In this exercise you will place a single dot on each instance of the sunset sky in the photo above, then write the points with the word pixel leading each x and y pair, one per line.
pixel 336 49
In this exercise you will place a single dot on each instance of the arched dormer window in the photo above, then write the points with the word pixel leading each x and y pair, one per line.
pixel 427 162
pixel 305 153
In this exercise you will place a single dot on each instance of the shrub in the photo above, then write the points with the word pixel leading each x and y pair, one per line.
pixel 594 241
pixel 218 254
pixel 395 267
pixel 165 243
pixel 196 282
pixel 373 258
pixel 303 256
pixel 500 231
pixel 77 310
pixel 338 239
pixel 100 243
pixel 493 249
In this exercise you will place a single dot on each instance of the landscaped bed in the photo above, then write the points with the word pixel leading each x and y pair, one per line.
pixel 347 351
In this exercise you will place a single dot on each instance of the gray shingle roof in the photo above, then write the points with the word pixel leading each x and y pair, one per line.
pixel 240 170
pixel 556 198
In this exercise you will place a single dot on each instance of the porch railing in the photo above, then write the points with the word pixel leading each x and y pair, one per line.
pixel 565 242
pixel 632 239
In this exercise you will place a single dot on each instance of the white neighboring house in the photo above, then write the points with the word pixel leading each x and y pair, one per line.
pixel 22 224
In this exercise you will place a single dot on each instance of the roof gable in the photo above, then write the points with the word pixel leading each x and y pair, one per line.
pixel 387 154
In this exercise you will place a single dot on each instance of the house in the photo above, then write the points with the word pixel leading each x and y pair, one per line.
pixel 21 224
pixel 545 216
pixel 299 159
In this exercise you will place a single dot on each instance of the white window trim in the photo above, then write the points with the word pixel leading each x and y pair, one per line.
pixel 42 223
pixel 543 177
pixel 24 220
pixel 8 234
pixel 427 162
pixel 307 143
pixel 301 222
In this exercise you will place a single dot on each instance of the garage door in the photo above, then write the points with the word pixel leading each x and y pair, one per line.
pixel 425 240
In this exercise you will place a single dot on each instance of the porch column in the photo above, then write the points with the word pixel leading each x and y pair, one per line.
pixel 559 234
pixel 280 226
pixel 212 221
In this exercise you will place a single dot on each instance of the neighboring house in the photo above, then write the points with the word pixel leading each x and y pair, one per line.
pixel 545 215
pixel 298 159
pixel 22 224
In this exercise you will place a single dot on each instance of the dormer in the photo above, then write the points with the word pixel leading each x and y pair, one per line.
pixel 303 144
####
EXERCISE PROMPT =
Repeat the material word for word, from its first line through the line that contains "pixel 556 198", including both of those lines.

THE RESPONSE =
In this exercise you will place a single dot on each instance of the sunset sky in the photo above, then write the points with the word pixel leading each x and y pair, one per line.
pixel 336 49
In this exercise you will place a single dot on each instance of the arched dormer window in the photo above, then write the points with the word pixel leading each x and y pair, one per line.
pixel 427 162
pixel 305 153
In this exercise you will place a single dot on each instance of the shrub in the photo above, then write the points with the word pixel leading each x and y pair, one per line.
pixel 594 241
pixel 218 254
pixel 395 267
pixel 165 243
pixel 196 282
pixel 373 258
pixel 303 256
pixel 500 231
pixel 77 310
pixel 338 239
pixel 100 243
pixel 493 249
In this exercise you will place a single dot on each instance of the landscaped bed in the photo above, then write the points with the word pixel leading each x and y pair, one per line.
pixel 347 351
In this exercise you will place a single dot on each instance of the gray shingle roof in the photo above, then write the points with the word pixel leading each x and y pair, one per line.
pixel 240 170
pixel 556 198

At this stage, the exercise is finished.